Work to do> How many lines in the items below contain the word "with"? Give only the number.

########

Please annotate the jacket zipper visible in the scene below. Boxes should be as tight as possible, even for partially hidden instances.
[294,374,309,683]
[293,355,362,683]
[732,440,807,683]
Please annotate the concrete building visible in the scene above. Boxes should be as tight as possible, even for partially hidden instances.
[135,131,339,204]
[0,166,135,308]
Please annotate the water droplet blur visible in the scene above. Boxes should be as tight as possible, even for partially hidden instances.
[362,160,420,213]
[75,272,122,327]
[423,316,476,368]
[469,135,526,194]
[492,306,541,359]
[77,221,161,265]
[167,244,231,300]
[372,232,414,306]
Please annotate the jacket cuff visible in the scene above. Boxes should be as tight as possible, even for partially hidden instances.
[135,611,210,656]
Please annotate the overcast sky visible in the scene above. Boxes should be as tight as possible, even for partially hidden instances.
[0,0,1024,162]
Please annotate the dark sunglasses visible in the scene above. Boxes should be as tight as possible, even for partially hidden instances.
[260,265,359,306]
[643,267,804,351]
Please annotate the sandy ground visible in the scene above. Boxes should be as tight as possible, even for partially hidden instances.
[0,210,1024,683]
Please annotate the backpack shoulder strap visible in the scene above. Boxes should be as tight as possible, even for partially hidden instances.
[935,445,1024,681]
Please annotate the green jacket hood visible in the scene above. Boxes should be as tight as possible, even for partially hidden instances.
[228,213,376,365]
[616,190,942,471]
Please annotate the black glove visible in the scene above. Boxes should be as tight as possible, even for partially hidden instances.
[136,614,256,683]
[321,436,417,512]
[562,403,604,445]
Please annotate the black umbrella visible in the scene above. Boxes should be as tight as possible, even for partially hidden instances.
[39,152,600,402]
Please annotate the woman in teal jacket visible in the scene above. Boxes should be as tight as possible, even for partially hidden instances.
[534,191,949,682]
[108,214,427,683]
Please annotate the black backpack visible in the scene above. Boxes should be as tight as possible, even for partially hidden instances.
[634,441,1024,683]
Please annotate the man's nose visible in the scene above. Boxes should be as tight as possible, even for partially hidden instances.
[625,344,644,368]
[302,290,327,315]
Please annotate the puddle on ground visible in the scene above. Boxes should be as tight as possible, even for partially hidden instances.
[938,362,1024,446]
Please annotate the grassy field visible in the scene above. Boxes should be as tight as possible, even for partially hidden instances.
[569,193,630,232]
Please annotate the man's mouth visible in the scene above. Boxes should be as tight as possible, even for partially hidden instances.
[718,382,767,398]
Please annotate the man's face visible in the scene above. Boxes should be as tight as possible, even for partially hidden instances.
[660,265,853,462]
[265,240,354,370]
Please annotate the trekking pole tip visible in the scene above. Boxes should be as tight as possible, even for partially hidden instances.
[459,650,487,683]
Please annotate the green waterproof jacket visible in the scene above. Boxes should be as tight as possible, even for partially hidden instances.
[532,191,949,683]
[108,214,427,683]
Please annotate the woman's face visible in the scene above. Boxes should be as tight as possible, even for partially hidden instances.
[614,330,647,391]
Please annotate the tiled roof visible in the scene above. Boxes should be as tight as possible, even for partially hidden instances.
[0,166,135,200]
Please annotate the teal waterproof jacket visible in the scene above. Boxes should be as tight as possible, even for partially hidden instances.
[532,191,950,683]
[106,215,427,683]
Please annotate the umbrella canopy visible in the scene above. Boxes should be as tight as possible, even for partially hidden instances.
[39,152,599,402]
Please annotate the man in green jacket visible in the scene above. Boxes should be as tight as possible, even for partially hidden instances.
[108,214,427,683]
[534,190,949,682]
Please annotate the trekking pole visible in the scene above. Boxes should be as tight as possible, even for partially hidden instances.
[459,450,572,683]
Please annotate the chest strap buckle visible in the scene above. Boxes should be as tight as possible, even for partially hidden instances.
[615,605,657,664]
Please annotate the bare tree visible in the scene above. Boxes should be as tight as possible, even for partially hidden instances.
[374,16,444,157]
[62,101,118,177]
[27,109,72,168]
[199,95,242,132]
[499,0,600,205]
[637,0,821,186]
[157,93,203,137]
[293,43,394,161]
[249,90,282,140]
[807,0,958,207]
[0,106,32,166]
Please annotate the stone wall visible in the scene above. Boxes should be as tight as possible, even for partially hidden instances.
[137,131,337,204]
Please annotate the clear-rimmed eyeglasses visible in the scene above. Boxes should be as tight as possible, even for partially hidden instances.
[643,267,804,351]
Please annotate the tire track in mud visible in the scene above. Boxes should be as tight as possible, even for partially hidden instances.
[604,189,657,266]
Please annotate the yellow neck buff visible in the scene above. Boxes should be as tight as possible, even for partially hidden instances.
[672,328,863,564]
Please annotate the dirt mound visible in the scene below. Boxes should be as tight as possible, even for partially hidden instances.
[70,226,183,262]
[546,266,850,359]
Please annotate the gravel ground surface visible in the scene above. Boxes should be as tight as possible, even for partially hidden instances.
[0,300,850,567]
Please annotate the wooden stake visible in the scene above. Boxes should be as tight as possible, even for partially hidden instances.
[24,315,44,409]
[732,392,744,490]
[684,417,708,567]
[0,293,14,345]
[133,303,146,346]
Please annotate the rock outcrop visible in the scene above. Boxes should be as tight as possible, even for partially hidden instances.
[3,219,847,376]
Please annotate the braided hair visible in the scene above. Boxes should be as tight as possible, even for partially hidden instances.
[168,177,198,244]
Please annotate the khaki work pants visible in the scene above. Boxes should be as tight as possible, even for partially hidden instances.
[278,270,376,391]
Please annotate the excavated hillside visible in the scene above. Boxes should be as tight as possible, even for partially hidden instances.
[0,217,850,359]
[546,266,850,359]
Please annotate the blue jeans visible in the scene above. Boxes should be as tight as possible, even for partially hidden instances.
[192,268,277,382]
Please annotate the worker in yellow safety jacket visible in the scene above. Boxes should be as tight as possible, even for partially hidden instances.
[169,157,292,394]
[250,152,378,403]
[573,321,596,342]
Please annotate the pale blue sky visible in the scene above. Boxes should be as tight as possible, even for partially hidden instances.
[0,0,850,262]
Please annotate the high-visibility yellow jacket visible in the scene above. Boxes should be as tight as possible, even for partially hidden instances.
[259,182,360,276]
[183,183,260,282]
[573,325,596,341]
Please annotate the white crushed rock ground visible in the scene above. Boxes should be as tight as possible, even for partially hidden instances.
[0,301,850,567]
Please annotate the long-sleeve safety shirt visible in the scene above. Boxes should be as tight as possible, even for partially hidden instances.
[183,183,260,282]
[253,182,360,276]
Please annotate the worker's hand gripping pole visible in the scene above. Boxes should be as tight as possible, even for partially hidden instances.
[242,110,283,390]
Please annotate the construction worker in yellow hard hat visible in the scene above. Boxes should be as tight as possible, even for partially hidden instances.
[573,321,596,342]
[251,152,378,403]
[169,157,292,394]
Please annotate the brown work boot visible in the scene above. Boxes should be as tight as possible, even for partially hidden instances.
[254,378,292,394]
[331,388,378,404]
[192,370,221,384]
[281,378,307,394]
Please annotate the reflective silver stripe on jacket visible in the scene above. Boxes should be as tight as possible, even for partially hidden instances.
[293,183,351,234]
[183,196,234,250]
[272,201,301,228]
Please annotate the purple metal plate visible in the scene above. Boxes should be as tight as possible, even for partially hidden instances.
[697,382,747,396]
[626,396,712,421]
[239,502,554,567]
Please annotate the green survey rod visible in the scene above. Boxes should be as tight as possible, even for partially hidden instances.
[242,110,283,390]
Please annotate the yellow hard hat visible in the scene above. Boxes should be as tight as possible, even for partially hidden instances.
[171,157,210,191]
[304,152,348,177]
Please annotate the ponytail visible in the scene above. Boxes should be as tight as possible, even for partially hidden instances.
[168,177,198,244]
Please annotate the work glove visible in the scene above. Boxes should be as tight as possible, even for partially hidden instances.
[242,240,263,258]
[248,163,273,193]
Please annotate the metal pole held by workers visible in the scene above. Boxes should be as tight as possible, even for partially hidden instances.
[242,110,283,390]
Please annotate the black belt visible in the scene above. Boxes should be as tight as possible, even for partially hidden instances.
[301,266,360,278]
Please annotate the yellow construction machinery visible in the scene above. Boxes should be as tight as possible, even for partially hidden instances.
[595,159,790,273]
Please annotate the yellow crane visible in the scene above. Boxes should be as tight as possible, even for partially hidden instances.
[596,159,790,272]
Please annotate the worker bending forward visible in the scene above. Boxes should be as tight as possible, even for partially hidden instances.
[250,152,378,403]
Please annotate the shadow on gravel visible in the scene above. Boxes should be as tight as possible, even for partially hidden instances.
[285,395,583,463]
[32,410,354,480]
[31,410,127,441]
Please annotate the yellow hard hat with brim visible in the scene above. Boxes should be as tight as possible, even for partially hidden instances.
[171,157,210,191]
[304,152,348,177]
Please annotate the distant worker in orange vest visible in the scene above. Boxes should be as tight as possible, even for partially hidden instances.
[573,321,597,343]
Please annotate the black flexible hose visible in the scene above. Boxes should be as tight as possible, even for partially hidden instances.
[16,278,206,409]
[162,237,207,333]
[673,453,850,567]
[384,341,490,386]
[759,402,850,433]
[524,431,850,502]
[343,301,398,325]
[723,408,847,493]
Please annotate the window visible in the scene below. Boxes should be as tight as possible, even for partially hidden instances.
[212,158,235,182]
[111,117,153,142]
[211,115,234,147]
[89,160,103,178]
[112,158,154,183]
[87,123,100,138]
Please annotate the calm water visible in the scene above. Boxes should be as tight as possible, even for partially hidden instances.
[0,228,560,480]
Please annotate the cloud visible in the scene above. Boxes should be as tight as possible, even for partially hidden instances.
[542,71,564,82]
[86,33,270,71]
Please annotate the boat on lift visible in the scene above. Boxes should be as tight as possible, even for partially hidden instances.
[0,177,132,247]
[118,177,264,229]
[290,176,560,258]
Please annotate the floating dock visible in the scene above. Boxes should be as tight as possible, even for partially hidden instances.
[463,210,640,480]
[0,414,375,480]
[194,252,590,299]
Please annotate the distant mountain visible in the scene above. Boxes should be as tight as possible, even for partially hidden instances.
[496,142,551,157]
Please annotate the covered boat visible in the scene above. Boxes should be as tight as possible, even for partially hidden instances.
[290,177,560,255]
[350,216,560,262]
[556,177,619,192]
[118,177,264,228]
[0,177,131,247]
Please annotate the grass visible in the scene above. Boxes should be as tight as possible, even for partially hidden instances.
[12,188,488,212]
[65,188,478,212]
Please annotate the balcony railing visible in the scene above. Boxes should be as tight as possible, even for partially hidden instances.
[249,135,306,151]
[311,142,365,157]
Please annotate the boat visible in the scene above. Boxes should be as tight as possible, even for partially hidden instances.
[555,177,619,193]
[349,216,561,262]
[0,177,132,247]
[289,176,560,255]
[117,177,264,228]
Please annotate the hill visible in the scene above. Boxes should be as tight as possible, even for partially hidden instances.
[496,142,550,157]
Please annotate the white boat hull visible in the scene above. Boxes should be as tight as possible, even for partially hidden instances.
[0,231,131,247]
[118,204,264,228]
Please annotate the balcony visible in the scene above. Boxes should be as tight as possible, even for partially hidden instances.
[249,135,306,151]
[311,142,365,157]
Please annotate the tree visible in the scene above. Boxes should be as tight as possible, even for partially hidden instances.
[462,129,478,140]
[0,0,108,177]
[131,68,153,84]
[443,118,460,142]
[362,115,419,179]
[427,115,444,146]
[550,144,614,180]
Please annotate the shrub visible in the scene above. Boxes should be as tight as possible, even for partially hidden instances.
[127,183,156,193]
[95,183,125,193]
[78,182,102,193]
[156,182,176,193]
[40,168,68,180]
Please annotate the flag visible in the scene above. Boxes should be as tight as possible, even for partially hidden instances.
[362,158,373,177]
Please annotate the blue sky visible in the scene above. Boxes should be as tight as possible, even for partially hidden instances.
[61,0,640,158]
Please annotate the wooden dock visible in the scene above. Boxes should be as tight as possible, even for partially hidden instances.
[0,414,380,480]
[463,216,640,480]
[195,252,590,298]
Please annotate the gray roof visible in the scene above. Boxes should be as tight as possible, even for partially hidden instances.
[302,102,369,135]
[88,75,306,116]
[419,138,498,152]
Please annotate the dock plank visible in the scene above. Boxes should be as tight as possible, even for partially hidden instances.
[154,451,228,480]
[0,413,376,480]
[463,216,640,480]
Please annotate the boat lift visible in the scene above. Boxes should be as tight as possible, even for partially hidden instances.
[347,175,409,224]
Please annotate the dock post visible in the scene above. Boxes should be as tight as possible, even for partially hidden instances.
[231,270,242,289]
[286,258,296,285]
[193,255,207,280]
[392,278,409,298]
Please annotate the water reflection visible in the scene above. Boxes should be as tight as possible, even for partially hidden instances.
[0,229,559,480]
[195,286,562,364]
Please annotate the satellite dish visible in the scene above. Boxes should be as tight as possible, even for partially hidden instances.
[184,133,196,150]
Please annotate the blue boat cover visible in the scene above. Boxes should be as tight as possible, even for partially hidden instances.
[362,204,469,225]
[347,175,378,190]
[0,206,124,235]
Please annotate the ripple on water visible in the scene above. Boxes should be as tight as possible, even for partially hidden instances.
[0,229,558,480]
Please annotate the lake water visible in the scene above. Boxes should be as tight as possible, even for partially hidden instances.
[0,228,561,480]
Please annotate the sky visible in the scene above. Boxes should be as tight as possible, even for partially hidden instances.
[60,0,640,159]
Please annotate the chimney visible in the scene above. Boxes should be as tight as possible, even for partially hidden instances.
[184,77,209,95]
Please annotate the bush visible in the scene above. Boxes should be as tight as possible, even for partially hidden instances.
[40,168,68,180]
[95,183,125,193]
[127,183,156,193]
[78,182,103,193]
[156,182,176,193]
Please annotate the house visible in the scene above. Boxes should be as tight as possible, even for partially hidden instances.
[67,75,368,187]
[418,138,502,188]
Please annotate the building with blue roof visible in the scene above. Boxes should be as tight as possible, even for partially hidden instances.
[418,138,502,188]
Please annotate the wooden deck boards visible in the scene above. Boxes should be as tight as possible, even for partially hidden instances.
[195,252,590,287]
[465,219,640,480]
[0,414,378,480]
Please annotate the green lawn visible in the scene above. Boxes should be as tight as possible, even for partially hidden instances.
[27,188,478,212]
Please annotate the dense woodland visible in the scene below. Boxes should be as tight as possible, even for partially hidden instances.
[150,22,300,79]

########

Written response> 2